Leave out every picture, and output exactly the lines from the line containing "point: bus roof" through the last line of the data.
=== Begin Enclosure ===
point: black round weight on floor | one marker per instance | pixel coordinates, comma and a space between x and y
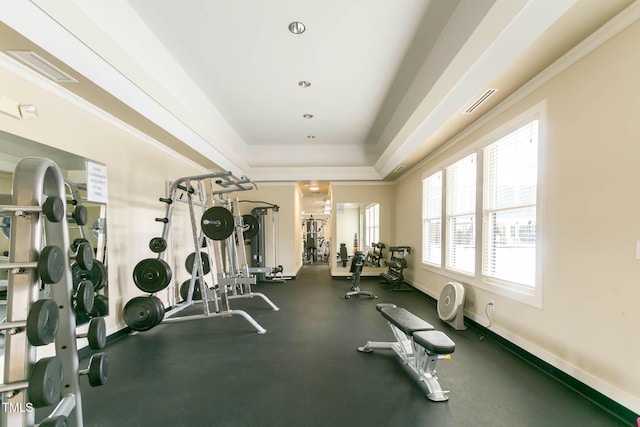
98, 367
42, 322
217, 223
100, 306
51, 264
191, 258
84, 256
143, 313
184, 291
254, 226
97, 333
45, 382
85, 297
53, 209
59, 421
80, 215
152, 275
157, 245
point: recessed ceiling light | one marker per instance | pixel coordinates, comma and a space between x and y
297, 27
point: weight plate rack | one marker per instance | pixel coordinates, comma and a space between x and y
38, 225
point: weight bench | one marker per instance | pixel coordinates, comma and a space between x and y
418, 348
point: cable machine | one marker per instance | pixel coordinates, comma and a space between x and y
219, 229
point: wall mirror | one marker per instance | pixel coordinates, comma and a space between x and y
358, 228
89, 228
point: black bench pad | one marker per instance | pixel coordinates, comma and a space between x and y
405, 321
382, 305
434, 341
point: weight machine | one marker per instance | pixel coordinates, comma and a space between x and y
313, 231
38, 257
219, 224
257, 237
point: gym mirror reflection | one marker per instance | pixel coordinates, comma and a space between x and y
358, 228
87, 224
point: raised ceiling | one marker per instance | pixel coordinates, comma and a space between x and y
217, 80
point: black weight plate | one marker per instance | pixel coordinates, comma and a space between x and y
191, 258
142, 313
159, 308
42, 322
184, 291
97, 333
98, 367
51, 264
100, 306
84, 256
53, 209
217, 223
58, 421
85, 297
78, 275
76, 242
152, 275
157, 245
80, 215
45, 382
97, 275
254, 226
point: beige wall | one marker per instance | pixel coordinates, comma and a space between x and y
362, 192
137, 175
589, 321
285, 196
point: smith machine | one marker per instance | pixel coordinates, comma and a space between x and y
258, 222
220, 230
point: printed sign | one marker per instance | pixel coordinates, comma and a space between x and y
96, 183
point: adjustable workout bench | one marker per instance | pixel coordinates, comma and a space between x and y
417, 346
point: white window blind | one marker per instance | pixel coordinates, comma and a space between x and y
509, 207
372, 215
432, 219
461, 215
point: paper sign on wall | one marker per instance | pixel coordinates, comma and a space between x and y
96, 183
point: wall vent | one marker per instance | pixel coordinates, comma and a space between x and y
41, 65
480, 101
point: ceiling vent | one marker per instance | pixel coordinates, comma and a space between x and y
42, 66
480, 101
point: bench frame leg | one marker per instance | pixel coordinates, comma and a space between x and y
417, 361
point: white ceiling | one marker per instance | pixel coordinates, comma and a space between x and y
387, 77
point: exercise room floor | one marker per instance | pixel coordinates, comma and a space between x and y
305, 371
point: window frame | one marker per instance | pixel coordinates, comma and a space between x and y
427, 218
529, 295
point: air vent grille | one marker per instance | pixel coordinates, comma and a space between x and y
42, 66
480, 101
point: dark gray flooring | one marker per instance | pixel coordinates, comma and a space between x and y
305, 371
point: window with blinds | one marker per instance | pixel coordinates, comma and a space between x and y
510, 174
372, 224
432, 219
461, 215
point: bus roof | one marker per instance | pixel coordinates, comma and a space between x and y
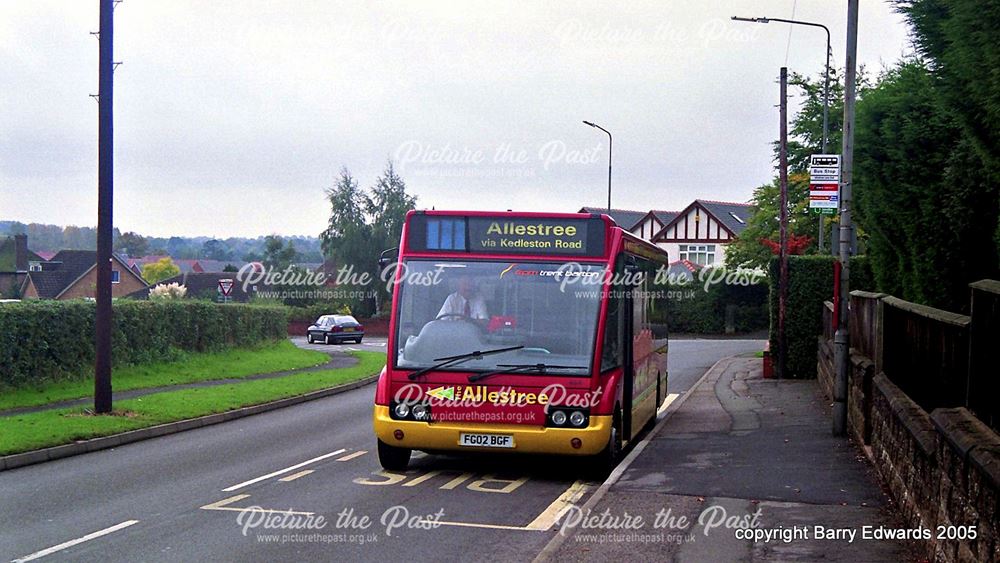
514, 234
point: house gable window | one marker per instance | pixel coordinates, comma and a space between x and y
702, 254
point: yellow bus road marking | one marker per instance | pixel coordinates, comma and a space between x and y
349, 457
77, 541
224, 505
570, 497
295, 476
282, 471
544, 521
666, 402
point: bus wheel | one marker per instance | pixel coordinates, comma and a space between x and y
=== End Enclosure ===
**COMPLETED EXERCISE:**
point: bus roof | one marker per instance | pixel coordinates, comma and a space between x and y
514, 234
point: house gable window | one marker per instance | pixel coordinates, comma and a space between x and y
702, 254
point: yellow bus road marking | one marker per instance | pixel coordinates, comma and a space between x and y
349, 457
77, 541
224, 505
570, 497
295, 476
282, 471
544, 521
666, 402
point: bus wheel | one marker per instance | pixel coordinates, comma and a space between x and y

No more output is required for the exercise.